Selection:
»»

I’ve been on enough of these expeditions to know that when they start to show slides of the ice charts it’s never a good thing. We’re not going to be able to get into Grise Fjord this trip. I think Chris did a better job of explaining the significance of ice than either of the others guys have. He went through the colours on the ice charts which correspond to how much of the surface is covered. That’s noted in tenths. Blue is great, no ice or about 1% so the captain had lots of chance to get around whatever ice is there.
We aren’t an ice breaker which rides up onto the ice and then the weight of the ship breaks up the ice. The coast guard ice breakers also release carbon dioxide bubbles that help to move the ice chunks out of the way. We are an ice pusher, not an official term but an accurately descriptive one. We have to rely on brute force and ignorance to push the ice out of the way so we can get past. The higher the concentration of ice, the more difficult it is to find somewhere to push the ice to. It’s like trying to shovel the driveway and the load on the shovel just gets heavier and heavier until you bog down unless you can shovel some of the snow off the the side before you tackle any more. Then there’s the thickness of the ice. According to the latest ice chart, there is 3/10 coverage going into Grise Fjord, but all it would take is one large chunk of ice, say 500 meters across to completely stop the ship.
Another consideration is wind. The wind is blowing from the north which will blow the ice into our path. I’m pretty sure since the famous round and round Baffin Bay expedition when we spent an extra day on the ship, they’ve established more stringent go / no go guidelines and we’re not going to Grise. Too bad I was hoping I could say that I’d been to the most northerly settlement in Canada. Knowing how many seasons it has taken to get to Beechey Island, I don’t think I’ll be adding Grise Fjord to my bucket list.

««

Supplied data:

»»

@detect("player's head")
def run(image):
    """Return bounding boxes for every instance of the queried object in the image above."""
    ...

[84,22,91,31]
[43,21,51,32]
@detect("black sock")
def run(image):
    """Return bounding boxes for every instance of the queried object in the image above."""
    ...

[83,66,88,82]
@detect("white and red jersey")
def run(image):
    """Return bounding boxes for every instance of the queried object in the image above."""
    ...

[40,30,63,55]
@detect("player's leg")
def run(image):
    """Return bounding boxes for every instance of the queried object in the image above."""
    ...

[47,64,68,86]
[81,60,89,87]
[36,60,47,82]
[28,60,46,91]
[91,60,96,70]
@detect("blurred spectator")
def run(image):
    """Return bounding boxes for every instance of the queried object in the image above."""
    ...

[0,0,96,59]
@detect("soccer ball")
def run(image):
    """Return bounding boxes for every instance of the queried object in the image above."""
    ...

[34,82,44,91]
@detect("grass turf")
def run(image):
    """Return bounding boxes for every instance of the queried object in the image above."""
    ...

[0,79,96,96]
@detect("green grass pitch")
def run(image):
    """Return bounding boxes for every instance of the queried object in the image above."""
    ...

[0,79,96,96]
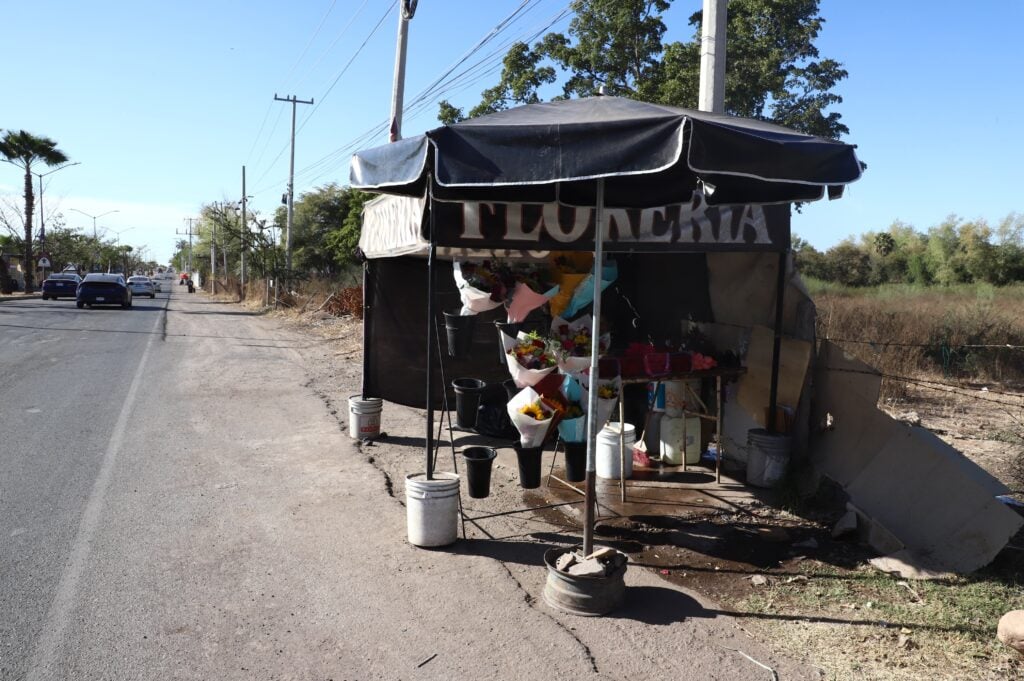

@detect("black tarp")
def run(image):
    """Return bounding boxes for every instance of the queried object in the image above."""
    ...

[350,97,861,208]
[364,253,712,408]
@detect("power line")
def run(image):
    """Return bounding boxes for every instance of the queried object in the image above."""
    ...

[270,3,571,191]
[246,0,572,195]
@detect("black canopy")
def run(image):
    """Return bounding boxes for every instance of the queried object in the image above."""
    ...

[351,96,861,208]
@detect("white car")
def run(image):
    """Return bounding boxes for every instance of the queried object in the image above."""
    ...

[128,276,157,298]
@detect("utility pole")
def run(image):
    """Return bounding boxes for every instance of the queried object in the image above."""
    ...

[273,93,313,276]
[239,166,249,299]
[697,0,728,114]
[389,0,417,142]
[175,217,196,279]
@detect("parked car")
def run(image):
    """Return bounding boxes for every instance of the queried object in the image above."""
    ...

[128,275,157,298]
[43,272,82,300]
[75,272,131,309]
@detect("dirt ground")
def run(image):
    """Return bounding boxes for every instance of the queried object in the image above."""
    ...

[266,313,1024,681]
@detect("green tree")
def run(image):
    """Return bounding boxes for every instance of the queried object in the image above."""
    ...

[448,0,849,137]
[0,130,68,293]
[274,182,371,276]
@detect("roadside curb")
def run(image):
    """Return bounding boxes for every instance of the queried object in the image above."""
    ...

[0,293,43,303]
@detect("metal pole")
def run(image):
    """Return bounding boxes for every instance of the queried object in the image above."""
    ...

[767,251,787,433]
[583,178,602,556]
[389,0,416,141]
[697,0,728,114]
[273,94,313,276]
[239,166,249,298]
[426,186,437,480]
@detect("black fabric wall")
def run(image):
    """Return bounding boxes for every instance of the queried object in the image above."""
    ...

[364,253,713,409]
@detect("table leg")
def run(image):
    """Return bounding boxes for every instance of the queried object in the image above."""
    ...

[618,389,633,502]
[715,376,725,482]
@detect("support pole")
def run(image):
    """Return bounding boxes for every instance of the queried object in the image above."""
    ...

[426,187,437,480]
[239,166,249,300]
[361,260,372,399]
[766,251,788,433]
[585,178,598,556]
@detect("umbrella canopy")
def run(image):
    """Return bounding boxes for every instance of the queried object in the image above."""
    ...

[350,96,861,207]
[350,96,862,553]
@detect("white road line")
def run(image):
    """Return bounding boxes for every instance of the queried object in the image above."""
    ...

[26,310,161,681]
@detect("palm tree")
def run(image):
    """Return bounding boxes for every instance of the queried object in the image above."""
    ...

[0,130,68,293]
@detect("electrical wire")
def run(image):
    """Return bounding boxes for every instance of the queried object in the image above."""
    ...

[261,2,572,190]
[256,0,398,183]
[255,0,572,195]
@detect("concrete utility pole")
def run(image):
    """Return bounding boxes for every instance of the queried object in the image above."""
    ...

[273,93,313,276]
[697,0,728,114]
[239,166,249,292]
[389,0,417,141]
[176,217,196,278]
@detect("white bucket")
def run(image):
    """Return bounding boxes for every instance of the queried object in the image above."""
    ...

[406,473,459,546]
[595,421,636,480]
[664,380,700,417]
[660,412,700,466]
[746,428,793,487]
[348,395,384,439]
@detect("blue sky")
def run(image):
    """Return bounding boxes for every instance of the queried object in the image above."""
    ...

[0,0,1024,260]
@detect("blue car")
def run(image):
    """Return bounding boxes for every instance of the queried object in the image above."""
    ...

[43,272,82,300]
[75,273,131,309]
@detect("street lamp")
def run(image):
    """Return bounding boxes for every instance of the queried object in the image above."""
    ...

[111,227,135,274]
[68,208,121,240]
[32,161,82,244]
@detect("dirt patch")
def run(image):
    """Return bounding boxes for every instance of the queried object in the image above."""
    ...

[268,311,1024,681]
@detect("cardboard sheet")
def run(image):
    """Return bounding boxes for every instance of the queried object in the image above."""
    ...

[738,326,812,427]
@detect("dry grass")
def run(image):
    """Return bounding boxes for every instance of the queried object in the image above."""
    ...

[811,278,1024,401]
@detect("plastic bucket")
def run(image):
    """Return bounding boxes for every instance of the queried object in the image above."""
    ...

[515,444,544,490]
[596,422,636,480]
[658,412,700,466]
[444,312,476,359]
[406,473,459,547]
[348,395,384,439]
[452,378,487,428]
[562,442,585,482]
[746,428,793,487]
[462,446,498,499]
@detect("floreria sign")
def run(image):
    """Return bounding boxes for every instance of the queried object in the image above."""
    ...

[433,195,790,252]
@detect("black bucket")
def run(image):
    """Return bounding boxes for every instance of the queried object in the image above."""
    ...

[452,378,487,428]
[462,446,498,499]
[562,442,587,482]
[502,379,522,399]
[515,444,544,490]
[444,312,476,359]
[495,322,522,366]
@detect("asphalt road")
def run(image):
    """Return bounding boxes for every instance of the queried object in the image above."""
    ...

[0,286,817,681]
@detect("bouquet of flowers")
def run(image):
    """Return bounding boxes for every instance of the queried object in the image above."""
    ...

[551,317,611,374]
[507,263,558,322]
[453,260,514,315]
[548,251,594,316]
[562,260,618,318]
[558,376,587,442]
[505,331,558,388]
[508,387,555,448]
[583,376,623,428]
[690,352,718,371]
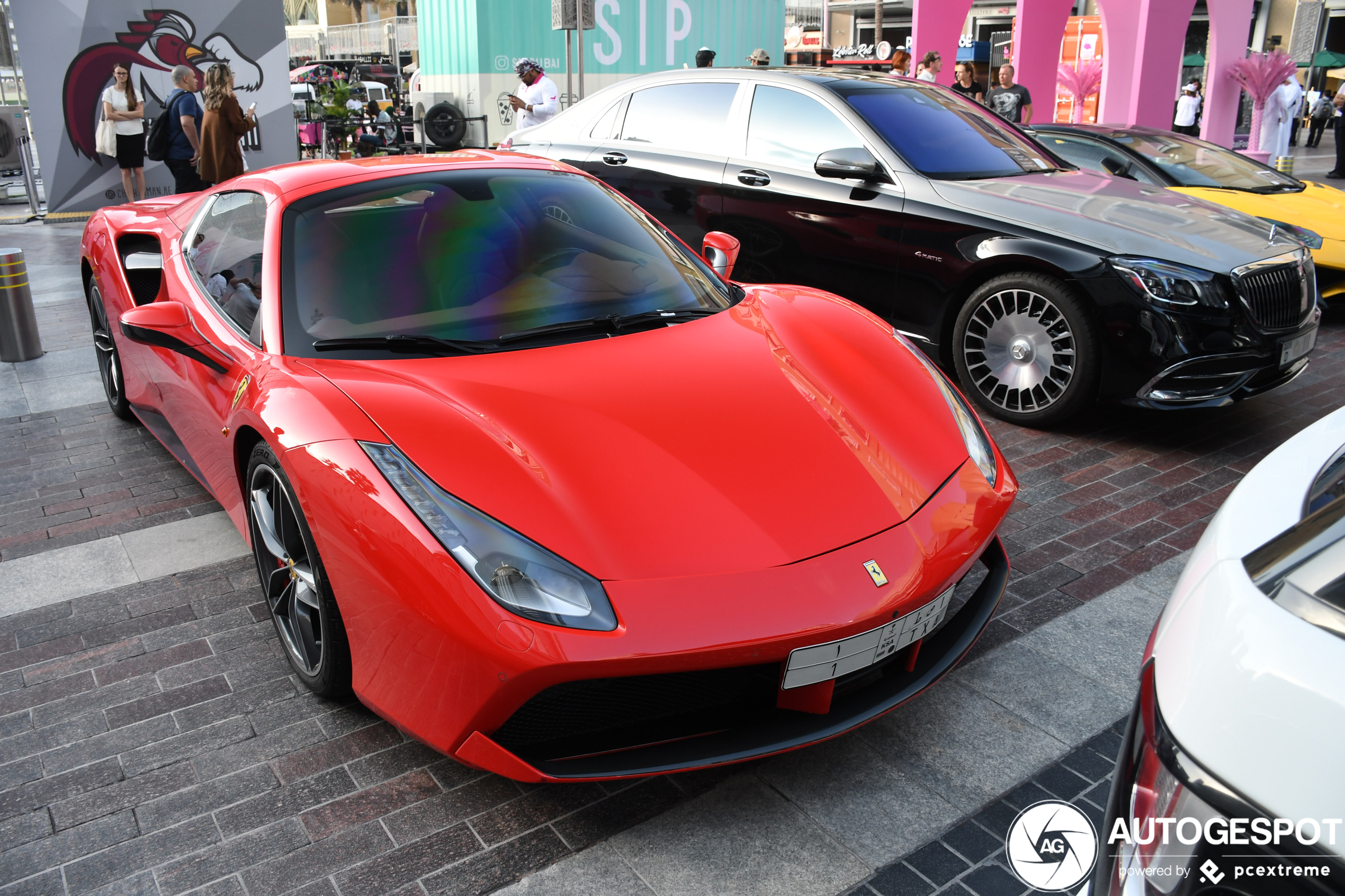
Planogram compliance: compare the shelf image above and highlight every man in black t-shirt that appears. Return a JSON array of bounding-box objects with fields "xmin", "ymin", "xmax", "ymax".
[
  {"xmin": 986, "ymin": 63, "xmax": 1032, "ymax": 125},
  {"xmin": 952, "ymin": 62, "xmax": 986, "ymax": 102}
]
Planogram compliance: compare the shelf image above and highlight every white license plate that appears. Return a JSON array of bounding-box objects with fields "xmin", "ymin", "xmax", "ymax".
[
  {"xmin": 1279, "ymin": 327, "xmax": 1317, "ymax": 367},
  {"xmin": 780, "ymin": 586, "xmax": 956, "ymax": 691}
]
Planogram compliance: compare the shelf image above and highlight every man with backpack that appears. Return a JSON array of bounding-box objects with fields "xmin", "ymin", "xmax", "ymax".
[{"xmin": 145, "ymin": 66, "xmax": 210, "ymax": 194}]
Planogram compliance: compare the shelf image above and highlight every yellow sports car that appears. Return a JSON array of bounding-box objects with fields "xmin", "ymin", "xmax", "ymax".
[{"xmin": 1032, "ymin": 124, "xmax": 1345, "ymax": 302}]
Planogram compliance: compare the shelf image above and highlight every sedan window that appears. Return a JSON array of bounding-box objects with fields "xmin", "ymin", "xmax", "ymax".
[
  {"xmin": 621, "ymin": 82, "xmax": 738, "ymax": 153},
  {"xmin": 1113, "ymin": 133, "xmax": 1303, "ymax": 194},
  {"xmin": 831, "ymin": 80, "xmax": 1056, "ymax": 180},
  {"xmin": 748, "ymin": 85, "xmax": 861, "ymax": 172},
  {"xmin": 1041, "ymin": 133, "xmax": 1163, "ymax": 187},
  {"xmin": 187, "ymin": 191, "xmax": 266, "ymax": 345},
  {"xmin": 281, "ymin": 168, "xmax": 734, "ymax": 357}
]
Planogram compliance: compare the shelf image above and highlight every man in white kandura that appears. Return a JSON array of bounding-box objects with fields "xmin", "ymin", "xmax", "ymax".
[{"xmin": 508, "ymin": 57, "xmax": 561, "ymax": 129}]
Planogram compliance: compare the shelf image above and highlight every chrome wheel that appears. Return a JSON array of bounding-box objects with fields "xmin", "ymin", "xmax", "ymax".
[
  {"xmin": 247, "ymin": 464, "xmax": 326, "ymax": 676},
  {"xmin": 962, "ymin": 289, "xmax": 1076, "ymax": 411}
]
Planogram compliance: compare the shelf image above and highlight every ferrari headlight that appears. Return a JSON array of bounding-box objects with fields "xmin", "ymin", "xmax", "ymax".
[
  {"xmin": 1107, "ymin": 255, "xmax": 1228, "ymax": 307},
  {"xmin": 1262, "ymin": 218, "xmax": 1322, "ymax": 249},
  {"xmin": 892, "ymin": 330, "xmax": 999, "ymax": 487},
  {"xmin": 359, "ymin": 442, "xmax": 616, "ymax": 631}
]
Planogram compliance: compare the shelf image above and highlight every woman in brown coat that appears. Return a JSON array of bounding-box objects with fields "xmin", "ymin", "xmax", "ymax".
[{"xmin": 200, "ymin": 63, "xmax": 257, "ymax": 184}]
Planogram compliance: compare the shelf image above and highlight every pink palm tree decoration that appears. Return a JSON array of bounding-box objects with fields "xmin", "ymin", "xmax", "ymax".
[
  {"xmin": 1056, "ymin": 59, "xmax": 1101, "ymax": 125},
  {"xmin": 1228, "ymin": 50, "xmax": 1298, "ymax": 152}
]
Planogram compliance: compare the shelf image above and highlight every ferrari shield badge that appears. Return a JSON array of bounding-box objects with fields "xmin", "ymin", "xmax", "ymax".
[{"xmin": 229, "ymin": 374, "xmax": 250, "ymax": 411}]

««

Work instructions:
**1.** Duplicate a portion of the expedition passage, beginning at the words "I’ve been on" and stopping after "ice is there.".
**2.** Write the next part of the expedition passage, picking up after its final sentence.
The records were gathered from a separate source and are unrelated to the expedition passage.

Task responses:
**1.**
I’ve been on enough of these expeditions to know that when they start to show slides of the ice charts it’s never a good thing. We’re not going to be able to get into Grise Fjord this trip. I think Chris did a better job of explaining the significance of ice than either of the others guys have. He went through the colours on the ice charts which correspond to how much of the surface is covered. That’s noted in tenths. Blue is great, no ice or about 1% so the captain had lots of chance to get around whatever ice is there.

**2.**
So what did we do today? We’ll, we landed in Powell Bay which is a new site for Adventure Canada. I was seriously dragging my butt today and I considered not doing the landing so I could sleep. I decided that I’d go and if I only wanted to spend half an hour that was fine. It was a bit wavy getting into the zodiacs and a bit splashy on the ride over. All the zodiac drivers do their best to keep us dry. I figure it’s all part of the adventure and there’s a reason I wear an expedition jacket, rain pants, and rubber boots. Speaking of boots, it’s interesting how many people tuck their rain pants into their boots even though they’ve been advised not to. It’s kind of like people who spread their ground sheets way out beyond the sides of their tents so they can be sure all the water will collect and run under the floor of the tent.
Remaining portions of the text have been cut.